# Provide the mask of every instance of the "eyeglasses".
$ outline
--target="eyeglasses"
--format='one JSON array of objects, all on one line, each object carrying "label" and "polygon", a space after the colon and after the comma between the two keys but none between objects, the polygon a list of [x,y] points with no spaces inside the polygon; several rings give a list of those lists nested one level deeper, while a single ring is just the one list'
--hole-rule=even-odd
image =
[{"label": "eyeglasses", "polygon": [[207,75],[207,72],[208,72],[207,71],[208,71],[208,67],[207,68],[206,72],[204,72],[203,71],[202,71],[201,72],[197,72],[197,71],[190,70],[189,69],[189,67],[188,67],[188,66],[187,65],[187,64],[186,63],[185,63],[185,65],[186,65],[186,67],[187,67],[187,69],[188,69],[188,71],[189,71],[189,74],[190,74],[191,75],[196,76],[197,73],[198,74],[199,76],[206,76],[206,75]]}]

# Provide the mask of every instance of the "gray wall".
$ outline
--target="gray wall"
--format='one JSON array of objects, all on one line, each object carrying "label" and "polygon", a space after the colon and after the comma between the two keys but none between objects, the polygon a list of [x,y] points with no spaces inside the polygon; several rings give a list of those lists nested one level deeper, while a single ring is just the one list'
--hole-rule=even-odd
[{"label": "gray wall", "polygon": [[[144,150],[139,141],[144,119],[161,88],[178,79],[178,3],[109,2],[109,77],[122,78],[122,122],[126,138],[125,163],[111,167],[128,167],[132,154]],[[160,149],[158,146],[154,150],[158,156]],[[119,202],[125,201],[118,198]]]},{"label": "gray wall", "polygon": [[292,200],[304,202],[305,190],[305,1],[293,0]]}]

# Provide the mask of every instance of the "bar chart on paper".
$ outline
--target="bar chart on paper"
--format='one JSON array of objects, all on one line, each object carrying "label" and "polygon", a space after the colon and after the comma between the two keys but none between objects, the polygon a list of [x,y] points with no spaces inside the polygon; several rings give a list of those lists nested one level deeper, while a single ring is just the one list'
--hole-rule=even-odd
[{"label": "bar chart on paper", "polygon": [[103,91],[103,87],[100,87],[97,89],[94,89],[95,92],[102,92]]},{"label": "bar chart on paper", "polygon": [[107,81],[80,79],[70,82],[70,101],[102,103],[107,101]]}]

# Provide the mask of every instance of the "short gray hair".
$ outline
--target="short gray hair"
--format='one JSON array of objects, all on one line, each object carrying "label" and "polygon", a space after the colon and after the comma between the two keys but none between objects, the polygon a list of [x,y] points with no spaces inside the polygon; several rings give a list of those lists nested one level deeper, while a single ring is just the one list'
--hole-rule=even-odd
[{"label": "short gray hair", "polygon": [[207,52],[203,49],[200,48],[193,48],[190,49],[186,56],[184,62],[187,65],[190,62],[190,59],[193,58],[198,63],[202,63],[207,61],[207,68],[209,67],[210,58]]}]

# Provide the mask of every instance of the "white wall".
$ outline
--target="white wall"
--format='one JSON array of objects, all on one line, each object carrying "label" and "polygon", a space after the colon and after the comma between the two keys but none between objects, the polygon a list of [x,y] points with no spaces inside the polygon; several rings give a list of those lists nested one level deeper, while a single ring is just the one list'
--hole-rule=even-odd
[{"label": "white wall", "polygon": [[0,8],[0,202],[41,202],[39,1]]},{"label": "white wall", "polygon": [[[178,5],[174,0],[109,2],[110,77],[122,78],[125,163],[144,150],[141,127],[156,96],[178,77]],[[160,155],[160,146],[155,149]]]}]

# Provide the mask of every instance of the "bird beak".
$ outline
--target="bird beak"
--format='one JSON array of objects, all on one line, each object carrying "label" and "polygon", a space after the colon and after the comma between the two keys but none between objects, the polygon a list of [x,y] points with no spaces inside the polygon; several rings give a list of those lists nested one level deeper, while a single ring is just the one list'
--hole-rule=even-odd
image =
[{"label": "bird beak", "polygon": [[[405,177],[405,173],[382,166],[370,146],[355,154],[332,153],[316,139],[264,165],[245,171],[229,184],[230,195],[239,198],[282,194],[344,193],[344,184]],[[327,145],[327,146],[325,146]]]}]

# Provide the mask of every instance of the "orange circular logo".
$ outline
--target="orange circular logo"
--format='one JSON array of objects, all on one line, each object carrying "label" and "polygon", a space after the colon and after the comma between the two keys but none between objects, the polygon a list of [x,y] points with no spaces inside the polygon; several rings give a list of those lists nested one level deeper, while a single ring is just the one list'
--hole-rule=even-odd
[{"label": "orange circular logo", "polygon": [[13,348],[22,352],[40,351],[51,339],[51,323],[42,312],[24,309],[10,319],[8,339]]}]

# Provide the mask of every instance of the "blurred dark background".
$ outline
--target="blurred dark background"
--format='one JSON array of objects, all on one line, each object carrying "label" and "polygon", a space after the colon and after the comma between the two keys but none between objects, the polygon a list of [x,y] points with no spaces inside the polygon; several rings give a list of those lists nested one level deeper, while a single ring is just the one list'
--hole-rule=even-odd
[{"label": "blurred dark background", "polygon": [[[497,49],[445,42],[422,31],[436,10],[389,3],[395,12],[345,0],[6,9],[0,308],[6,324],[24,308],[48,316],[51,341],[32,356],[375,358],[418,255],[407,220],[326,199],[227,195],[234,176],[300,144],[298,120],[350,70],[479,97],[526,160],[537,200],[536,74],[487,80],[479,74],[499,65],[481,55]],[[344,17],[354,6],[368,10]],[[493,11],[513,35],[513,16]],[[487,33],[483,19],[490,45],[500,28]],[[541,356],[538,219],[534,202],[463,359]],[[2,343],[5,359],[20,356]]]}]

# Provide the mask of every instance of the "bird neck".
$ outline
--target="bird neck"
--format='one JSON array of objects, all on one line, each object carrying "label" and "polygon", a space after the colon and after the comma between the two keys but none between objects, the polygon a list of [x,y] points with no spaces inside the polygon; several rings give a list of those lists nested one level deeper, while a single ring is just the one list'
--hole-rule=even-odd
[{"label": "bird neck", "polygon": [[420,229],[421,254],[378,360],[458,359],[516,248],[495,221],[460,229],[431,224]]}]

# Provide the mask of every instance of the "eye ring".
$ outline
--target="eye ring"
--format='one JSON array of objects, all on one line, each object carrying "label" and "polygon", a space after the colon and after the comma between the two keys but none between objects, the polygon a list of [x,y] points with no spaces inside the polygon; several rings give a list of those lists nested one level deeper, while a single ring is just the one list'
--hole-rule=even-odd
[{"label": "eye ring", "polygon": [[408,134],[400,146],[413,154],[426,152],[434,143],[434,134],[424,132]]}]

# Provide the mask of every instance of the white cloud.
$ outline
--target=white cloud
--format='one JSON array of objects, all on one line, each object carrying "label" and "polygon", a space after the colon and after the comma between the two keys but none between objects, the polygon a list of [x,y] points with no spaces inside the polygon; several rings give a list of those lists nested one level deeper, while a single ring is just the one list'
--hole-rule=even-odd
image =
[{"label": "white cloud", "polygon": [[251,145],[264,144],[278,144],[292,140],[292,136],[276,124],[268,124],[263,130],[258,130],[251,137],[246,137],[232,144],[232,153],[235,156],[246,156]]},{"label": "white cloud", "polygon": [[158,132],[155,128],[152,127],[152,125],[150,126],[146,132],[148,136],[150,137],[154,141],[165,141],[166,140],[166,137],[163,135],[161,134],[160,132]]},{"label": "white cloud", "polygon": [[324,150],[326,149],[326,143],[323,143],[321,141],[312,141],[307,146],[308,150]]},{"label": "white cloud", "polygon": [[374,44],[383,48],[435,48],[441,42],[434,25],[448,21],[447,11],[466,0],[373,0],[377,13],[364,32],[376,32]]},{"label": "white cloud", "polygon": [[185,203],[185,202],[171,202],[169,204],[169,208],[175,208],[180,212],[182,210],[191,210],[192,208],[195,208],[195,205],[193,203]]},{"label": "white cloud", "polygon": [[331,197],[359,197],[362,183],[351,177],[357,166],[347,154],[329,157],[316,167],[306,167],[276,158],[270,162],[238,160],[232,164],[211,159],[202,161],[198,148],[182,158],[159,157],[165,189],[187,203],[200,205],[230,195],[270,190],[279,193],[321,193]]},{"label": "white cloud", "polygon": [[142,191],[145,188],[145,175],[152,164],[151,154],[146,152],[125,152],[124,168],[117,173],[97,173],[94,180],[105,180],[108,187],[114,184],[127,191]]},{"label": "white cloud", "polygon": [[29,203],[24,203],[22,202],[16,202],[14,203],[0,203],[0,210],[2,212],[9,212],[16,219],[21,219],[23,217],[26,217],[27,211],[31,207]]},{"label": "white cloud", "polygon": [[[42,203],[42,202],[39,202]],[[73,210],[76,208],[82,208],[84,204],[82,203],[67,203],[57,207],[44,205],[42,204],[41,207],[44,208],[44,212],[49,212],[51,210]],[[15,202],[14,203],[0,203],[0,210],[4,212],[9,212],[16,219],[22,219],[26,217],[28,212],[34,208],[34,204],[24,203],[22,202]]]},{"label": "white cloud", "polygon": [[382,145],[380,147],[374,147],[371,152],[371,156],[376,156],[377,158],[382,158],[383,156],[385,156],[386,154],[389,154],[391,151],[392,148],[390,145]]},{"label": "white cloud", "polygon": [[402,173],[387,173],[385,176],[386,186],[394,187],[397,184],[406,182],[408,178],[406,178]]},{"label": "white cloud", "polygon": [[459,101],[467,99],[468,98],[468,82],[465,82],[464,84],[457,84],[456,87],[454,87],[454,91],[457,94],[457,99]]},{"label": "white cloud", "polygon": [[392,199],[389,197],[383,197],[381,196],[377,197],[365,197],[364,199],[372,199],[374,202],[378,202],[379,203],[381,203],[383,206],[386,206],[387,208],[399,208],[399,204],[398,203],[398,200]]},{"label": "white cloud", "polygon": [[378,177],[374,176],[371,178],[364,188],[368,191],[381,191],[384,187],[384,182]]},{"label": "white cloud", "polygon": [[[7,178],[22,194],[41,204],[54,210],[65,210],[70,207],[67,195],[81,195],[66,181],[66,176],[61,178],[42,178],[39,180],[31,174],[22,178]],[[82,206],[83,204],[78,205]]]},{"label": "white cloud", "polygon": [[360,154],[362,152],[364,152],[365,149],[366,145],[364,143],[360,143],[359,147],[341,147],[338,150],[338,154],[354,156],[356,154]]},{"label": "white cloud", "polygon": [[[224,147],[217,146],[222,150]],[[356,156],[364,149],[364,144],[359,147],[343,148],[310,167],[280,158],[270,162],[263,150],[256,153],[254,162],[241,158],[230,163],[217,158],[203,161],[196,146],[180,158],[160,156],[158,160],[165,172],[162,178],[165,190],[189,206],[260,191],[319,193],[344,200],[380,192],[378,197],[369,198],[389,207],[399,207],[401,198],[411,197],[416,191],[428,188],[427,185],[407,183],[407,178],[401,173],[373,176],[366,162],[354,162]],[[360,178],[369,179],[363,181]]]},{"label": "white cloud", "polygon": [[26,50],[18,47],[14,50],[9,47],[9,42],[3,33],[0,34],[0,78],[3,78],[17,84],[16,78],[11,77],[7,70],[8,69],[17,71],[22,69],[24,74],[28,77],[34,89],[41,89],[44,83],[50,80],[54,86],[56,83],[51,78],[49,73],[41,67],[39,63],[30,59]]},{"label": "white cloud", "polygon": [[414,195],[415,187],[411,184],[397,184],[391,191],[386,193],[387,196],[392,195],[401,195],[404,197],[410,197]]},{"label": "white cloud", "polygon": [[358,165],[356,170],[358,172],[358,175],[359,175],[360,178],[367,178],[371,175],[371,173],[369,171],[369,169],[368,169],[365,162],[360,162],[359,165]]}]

■ ■ ■

**Objective**.
Please show, copied in full, every line above that contains the string "wall".

**Exercise answer**.
# Provide the mask of every instance of the "gray wall".
--target="gray wall"
[{"label": "gray wall", "polygon": [[[144,150],[139,141],[144,119],[161,88],[178,79],[178,3],[109,2],[109,77],[122,78],[122,122],[126,138],[125,163],[111,167],[128,167],[132,154]],[[160,149],[158,146],[154,150],[158,156]],[[119,202],[125,201],[118,198]]]},{"label": "gray wall", "polygon": [[292,200],[304,202],[305,190],[305,1],[293,0]]}]
# Provide the mask of every instance of the "white wall".
--target="white wall"
[{"label": "white wall", "polygon": [[0,8],[0,202],[41,202],[39,1]]},{"label": "white wall", "polygon": [[[178,5],[174,0],[109,2],[110,77],[122,78],[125,163],[144,150],[141,127],[156,96],[178,77]],[[160,155],[160,146],[155,149]]]}]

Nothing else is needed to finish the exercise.